Quoted text:

..........

Office of Administrative Law Judges 800 K Street, NW, Suite 400-N Washington, DC 20001-8002
Issue Date: 30 December 2003
CASE NO: 2004-SOX-8
In the Matter of:
WAYDE S. LERBS,
Complainant,
v.
BUCA DI BEPPO, INC.,
Respondent.
ORDER DENYING MOTION TO DISMISS
This proceeding arises under Section 806 of the Corporate and Criminal Fraud Accountability Act of 2002, Title VIII of the Sarbanes-Oxley Act, ("Sarbanes-Oxley" or "the Act"). On December 16, 2003, Buca di Beppo, Inc. ("Respondent") filed a motion to dismiss with prejudice the complaint filed by Wayde S. Lerbes ("Complainant") in this proceeding. Respondent asserts that Complainant failed to properly serve on it copies of the objections filed with the Office of Administrative Law Judges ("OALJ") which initiated this proceeding. Respondent further asserts that Complainant's failure to comply with the regulations requiring such service requires dismissal of his complaint. Respondent's motion will be denied for the reasons stated below.
Procedural History
This matter was referred for hearing to OALJ by the Occupational Safety & Health Administration ("OSHA") on October 16, 2003. Attached to the referral letter were copies of Complainant's original complaint, the Secretary's findings with respect to that complaint, and the first page of the final OSHA investigation report regarding the complaint. The letter notifying Complainant of the Secretary's findings, also dated October 16, 2003, informed the parties, inter alia, that:
Complainant and Respondent have 30 days from receipt of these Findings to file objections and request a hearing on the record, or they will become final and not subject to court review. Objections must be filed with the Chief Administrative Law Judge, U.S. Department of Labor, 800 K Street NW Suite 400, Washington, D.C. 20001, with this office, and with the Regional Administrator, U.S. Department of Labor – OSHA, 230 S. Dearborn St. 32nd Floor, Chicago, IL 60604.

..........

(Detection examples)
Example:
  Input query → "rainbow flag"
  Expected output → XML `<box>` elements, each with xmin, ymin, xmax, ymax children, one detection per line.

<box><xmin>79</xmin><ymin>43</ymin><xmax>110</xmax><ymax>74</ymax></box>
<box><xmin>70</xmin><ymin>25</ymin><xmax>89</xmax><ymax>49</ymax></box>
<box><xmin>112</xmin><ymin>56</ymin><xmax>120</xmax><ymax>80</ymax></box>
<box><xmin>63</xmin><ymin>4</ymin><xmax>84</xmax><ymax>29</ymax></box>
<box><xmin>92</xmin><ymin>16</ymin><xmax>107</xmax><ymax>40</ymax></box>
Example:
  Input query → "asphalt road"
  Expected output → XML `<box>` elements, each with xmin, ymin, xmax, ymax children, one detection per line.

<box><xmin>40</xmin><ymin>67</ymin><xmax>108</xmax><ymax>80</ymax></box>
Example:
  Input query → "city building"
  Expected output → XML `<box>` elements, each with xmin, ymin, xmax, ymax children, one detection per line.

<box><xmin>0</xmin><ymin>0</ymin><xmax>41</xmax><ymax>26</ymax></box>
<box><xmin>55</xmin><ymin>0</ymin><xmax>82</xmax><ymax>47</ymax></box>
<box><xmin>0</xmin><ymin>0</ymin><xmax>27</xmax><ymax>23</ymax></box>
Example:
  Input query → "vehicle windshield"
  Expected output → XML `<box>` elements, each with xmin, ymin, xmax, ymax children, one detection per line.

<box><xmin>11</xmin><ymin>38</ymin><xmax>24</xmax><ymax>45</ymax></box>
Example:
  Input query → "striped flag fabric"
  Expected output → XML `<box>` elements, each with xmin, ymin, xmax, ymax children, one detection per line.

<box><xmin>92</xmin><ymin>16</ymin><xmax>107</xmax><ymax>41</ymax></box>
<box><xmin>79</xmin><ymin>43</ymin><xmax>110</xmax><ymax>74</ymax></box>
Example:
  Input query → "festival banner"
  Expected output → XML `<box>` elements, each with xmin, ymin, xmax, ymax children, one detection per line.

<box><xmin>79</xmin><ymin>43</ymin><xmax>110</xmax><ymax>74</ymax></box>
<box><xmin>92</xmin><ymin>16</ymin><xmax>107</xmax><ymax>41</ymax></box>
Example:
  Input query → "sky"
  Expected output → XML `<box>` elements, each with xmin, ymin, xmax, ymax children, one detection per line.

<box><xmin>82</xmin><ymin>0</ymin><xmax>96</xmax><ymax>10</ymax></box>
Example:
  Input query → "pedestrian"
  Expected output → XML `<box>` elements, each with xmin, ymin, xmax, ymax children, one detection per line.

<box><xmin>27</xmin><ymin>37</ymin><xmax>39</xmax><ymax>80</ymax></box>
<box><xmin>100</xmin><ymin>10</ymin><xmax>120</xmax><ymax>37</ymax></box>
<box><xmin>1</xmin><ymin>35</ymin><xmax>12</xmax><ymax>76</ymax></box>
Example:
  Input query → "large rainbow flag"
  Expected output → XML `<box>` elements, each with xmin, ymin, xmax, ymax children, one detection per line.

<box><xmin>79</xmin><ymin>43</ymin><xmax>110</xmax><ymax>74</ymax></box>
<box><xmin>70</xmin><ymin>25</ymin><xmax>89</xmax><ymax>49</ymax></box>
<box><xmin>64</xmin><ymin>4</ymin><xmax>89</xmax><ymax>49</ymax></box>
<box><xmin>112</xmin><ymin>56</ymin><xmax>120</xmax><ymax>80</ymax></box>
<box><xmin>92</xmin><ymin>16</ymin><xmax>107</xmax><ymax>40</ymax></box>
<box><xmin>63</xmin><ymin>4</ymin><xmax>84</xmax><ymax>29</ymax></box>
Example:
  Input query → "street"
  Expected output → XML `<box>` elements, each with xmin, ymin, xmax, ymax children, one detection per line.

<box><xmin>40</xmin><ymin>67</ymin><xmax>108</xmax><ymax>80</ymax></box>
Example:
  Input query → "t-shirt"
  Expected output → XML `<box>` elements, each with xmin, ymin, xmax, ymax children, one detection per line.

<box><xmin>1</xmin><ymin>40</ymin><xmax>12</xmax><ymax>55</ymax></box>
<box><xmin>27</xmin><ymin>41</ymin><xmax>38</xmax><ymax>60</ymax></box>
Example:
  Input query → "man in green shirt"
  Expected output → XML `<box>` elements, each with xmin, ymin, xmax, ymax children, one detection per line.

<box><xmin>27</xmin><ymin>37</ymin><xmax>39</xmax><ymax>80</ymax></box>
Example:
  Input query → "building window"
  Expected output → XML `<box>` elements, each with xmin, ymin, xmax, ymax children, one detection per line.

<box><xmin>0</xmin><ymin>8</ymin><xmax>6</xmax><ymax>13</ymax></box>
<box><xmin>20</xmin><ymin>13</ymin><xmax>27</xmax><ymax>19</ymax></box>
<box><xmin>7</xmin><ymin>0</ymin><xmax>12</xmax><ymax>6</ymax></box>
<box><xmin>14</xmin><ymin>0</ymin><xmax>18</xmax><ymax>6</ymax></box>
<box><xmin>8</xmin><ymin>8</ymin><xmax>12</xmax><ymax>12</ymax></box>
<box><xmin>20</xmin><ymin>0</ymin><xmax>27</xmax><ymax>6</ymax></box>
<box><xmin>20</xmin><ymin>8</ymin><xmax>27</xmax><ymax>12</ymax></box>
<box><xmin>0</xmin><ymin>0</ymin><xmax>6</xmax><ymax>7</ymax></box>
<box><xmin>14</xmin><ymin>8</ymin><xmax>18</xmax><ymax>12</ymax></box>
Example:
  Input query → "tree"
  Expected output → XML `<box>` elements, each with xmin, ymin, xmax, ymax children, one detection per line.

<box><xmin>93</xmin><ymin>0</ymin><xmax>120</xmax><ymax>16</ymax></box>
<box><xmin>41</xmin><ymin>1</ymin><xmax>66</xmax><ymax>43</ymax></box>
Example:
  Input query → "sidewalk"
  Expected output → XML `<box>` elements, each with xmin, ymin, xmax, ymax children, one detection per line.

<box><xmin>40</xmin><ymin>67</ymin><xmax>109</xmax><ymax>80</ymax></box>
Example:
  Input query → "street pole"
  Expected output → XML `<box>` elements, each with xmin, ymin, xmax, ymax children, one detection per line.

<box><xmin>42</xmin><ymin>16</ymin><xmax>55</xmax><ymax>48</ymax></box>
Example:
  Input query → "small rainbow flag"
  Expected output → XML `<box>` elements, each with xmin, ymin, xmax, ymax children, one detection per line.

..........

Brief: According to the order, on what date did Buca di Beppo, Inc. file its motion to dismiss?

Task output: December 16, 2003